In short, our analysis shows two trends. First, the number of well-paid administrators at York climbed much faster than enrollment. Second, salaries increased quickly for a large swath of university managers. The latter has contributed to higher levels of income inequality in the Toronto region, but the two together have added substantially to the cost of a university education at York.
Figure 3 shows the rising cost of high-income administrators at York. We have seen the total cost of their employment increase from $8.6 million in 2002, to $26.2 million by 2016. Most of that growth was attributable to university managers with incomes over $150,000 (in constant 2016 dollars), or those making roughly four and a half times the median income in Ontario. Again, the lion’s share of that growth occurred between 2002 and 2009, before the executive wage freeze.

Directions for this task: Copy the passage on York administrator pay word for word, between "In short, our" and "education at York.", inclusive.

Given information:
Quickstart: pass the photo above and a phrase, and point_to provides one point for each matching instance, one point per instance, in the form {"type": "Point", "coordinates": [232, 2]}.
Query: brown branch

The completed task:
In short, our analysis shows two trends. First, the number of well-paid administrators at York climbed much faster than enrollment. Second, salaries increased quickly for a large swath of university managers. The latter has contributed to higher levels of income inequality in the Toronto region, but the two together have added substantially to the cost of a university education at York.